• Task prompt:
Your answer should be the exact lines of the data below from the one containing "Target: boulder" through the one containing "pixel 305 429."; please include nothing else.

• Data excerpts:
+ + + + + + +

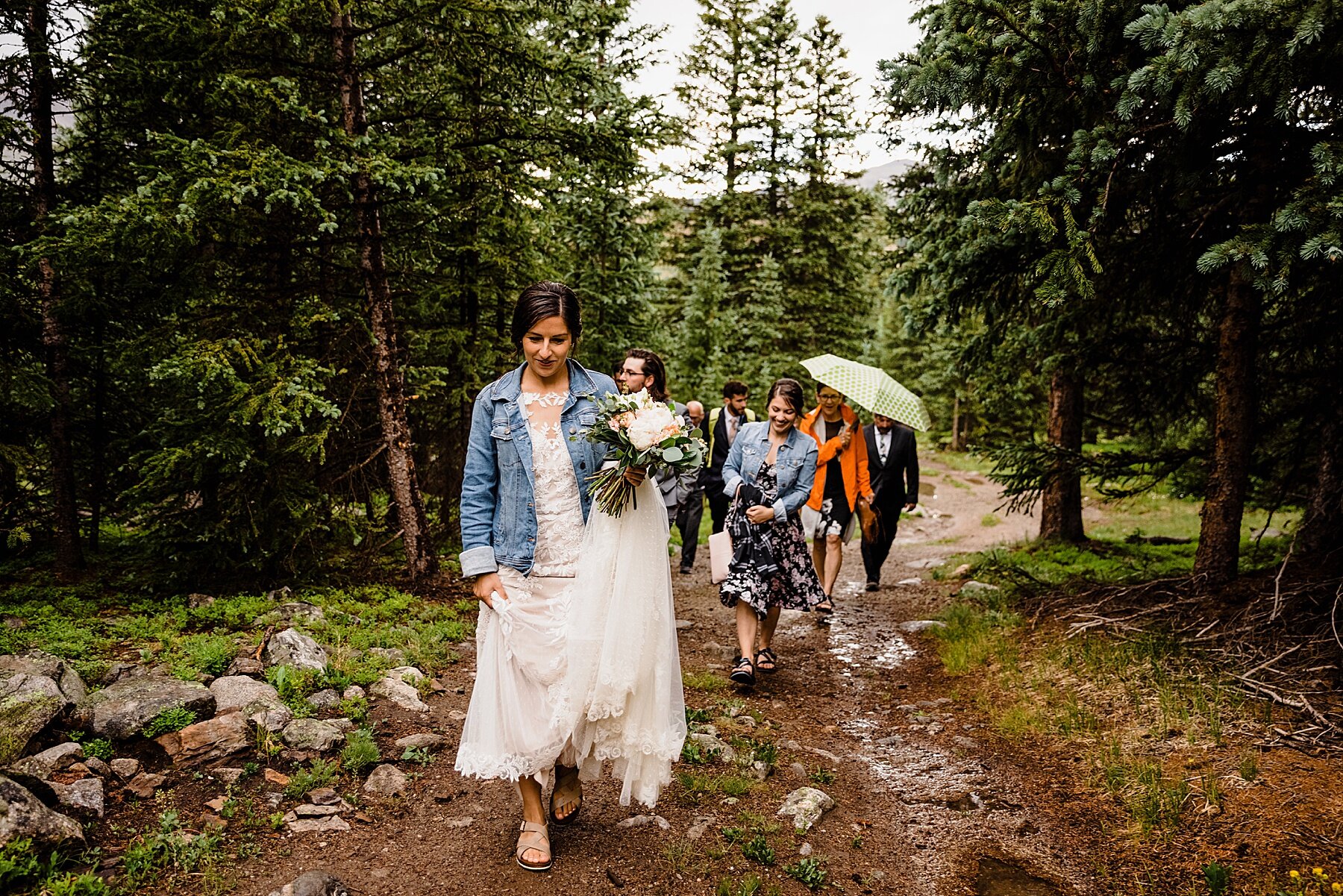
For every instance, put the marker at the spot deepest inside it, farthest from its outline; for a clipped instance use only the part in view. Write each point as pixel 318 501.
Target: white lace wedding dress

+ + + + + + +

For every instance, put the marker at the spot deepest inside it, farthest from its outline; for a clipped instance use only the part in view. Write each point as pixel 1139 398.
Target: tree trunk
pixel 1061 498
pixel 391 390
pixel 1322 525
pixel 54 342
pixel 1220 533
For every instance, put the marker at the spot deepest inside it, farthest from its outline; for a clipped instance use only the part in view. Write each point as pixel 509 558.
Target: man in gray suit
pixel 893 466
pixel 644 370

+ + + + + + +

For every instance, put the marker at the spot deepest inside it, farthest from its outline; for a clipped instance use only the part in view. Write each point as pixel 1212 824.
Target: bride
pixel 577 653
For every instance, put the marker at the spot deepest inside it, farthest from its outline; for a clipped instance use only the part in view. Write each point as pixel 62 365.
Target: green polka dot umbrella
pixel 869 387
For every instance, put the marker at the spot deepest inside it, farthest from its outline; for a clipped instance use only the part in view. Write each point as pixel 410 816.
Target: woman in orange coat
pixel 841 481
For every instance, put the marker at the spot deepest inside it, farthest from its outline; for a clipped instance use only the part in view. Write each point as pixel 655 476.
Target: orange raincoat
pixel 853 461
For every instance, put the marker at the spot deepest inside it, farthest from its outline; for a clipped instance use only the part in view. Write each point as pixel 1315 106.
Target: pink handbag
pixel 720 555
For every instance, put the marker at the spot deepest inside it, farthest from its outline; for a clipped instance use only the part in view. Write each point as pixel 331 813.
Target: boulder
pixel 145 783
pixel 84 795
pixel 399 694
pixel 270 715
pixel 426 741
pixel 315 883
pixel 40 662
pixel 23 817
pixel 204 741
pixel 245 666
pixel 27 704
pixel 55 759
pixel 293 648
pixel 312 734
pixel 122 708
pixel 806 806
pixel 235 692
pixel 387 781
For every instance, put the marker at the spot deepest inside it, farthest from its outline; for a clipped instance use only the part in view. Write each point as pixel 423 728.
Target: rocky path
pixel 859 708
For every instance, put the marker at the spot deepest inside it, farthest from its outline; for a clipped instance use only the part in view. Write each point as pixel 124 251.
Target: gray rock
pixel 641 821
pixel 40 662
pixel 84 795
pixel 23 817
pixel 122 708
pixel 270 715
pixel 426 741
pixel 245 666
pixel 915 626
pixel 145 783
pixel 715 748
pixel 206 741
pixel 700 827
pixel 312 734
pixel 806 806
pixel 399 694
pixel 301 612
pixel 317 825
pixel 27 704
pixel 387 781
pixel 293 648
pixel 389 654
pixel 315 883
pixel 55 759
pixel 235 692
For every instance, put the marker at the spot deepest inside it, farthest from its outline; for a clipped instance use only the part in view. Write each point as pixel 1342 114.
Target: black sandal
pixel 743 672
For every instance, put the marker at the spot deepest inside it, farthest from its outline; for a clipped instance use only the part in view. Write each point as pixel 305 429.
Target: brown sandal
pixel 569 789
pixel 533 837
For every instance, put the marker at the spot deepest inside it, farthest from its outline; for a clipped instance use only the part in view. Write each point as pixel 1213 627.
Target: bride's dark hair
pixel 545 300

+ + + + + + +

• Task output:
Target: boulder
pixel 145 783
pixel 84 795
pixel 399 694
pixel 270 715
pixel 426 741
pixel 315 883
pixel 40 662
pixel 23 817
pixel 204 741
pixel 245 666
pixel 27 704
pixel 55 759
pixel 293 648
pixel 312 734
pixel 122 708
pixel 806 806
pixel 235 692
pixel 387 781
For every instance, put the marker at the spot deepest inside it, farthest from its outline; for a clipped instance use only the part in view. Write each point as pixel 423 728.
Target: rocky path
pixel 859 708
For every instance, put the marker at the spot deepest inside it, farthest from its outline; for a clipped instance use only the part in view. Write each point as pixel 124 251.
Target: gray rock
pixel 641 821
pixel 40 662
pixel 84 795
pixel 23 817
pixel 122 708
pixel 270 715
pixel 426 741
pixel 245 666
pixel 915 626
pixel 145 783
pixel 715 748
pixel 206 741
pixel 700 827
pixel 312 734
pixel 806 806
pixel 399 694
pixel 301 612
pixel 317 825
pixel 27 704
pixel 387 781
pixel 293 648
pixel 389 654
pixel 315 883
pixel 55 759
pixel 235 692
For every instance, put the marker at the spot deepest inside it, farthest from its outline; for a clipped instance use only the part in view. Write each point as pixel 1342 114.
Target: black sandal
pixel 743 672
For every instance, put the marker at the spot deepest inside it, farthest from its outline; for a clipped instance use only the part in view. Write each point as pixel 305 429.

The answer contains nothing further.